Quoted passage:
#####

Learning how to find the domain of a function is a crucial skill in Algebra, because it gives you the capability to assess where a function is properly defined. Or in other words, the region where it is valid to operate the function

The task of finding where it is valid to operate a function is a useful one. For example, consider the function \(f(x) = \sqrt x\). We know that the function operates values such that \(x \ge 0\). We cannot work with negative numbers, because we would get something like \(f(-1) = \sqrt{-1}\), which is not well defined (at least as a real number)

You can check our previous tutorial in which we talked in depth about the domain and range. This tutorial will be oriented towards the operational part of finding the domain.

## Why Do We need to Find the Domain?

The reason why we need to find the domain of a function is that each function has a specific set of values where it is defined. Not all functions are defined everywhere in the real line.

The domain the region in the real line where it is *valid* to work with the function \(f(x)\), in terms of the values that \(x\) can take.

#####

Source material:
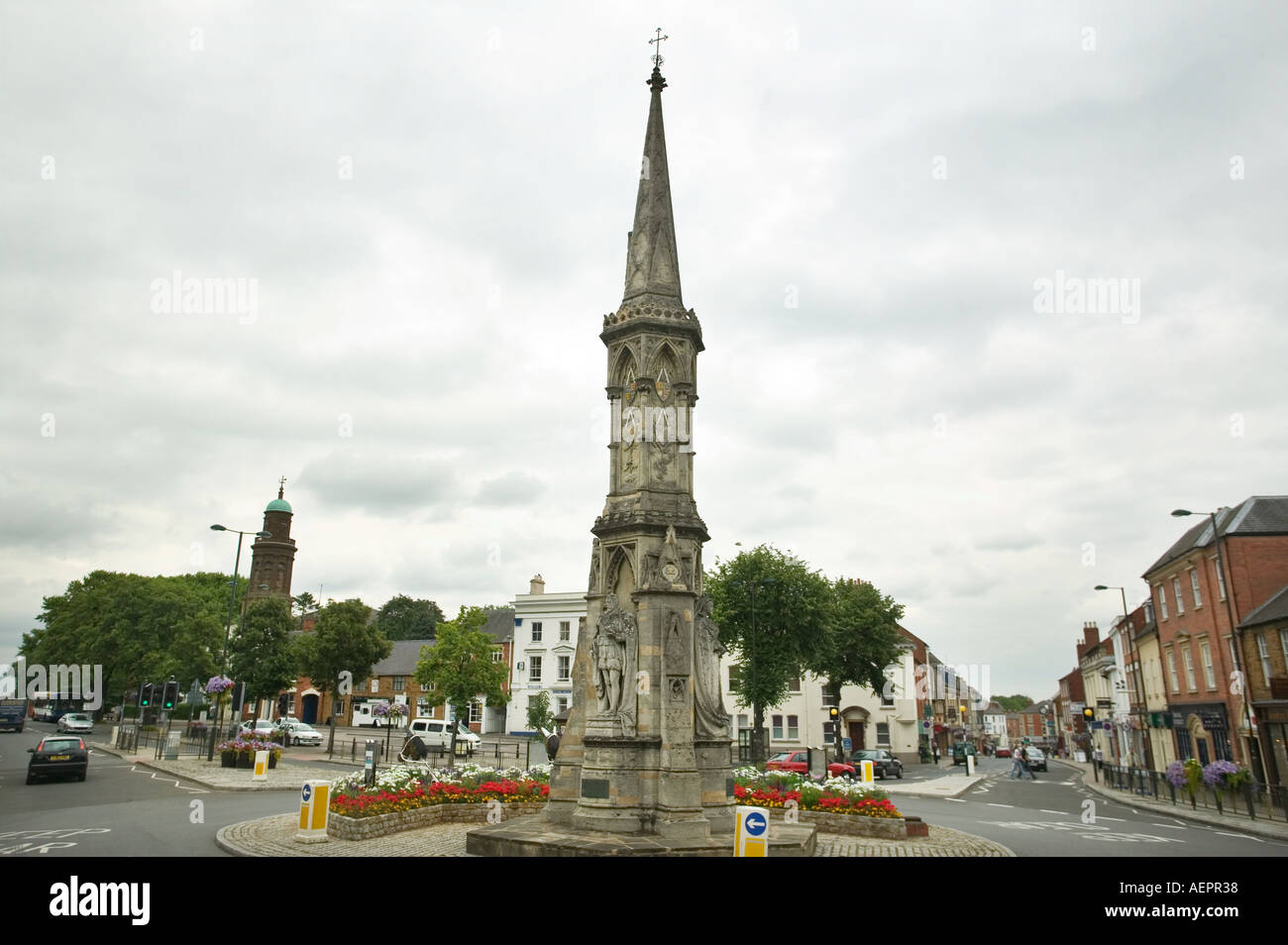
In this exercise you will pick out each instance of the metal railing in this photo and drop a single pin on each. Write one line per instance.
(1267, 801)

#####

Task list:
• A. In the passage on finding a function's domain, why can't negative numbers be used with the square root function?
• B. Continue the passage on finding the domain of a function, picking up after its last sentence.
The listing comes from a different source than the passage.

Results for the exercise:
• A. Because they give something like the square root of −1, which is not well defined as a real number.

• B.
## What Do We Need to Do to Find the Domain?

Really, there is not one trick that fits all sizes. Each function is different and different strategies need to be used to find the domain, depending on the function.

There are two techniques you ALWAYS need to take into account:

**Technique 1**: Ensure that there are divisions by zero.

Moreover, those points that lead to a division by zero need to be excluded from the domain.

**Technique 2**: Ensure that there are divisions square roots with negative arguments (like \(\sqrt{-1}\)).

Moreover, those points that lead to a square root of a negative number need to be excluded from the domain.

Ultimately, using these two techniques you should be able to weed out the points that are not in the domain. The rest of points in the real line ARE part of the domain, simply.

So, these two techniques solve the problem of knowing how to find the domain of a function algebraically. Another way of doing so is by looking at the graph, if available.

__EXAMPLE 1__

Find the domain of the function \(f(x) = \sqrt{x+4}+3\)

### ANSWER:

The first thing we need to do, and there is where our success in finding the domain lies on, is to determine where potentially we could find invalid operations, such as divisions by zero, or negative square roots.

For the function \(f(x) = \sqrt{x+4}+3\), there are no potential divisions by zero, but there is a square root. In order to have valid argument, the argument inside of the square root must be non-negative.

Therefore, in order for \(x\) to be in the domain of the function, we need to have \(x\ge 0\). This implies that the domain of \(f\) is \(\{x: x\ge 0\}\), or \([0, +\infty)\) if we use interval notation.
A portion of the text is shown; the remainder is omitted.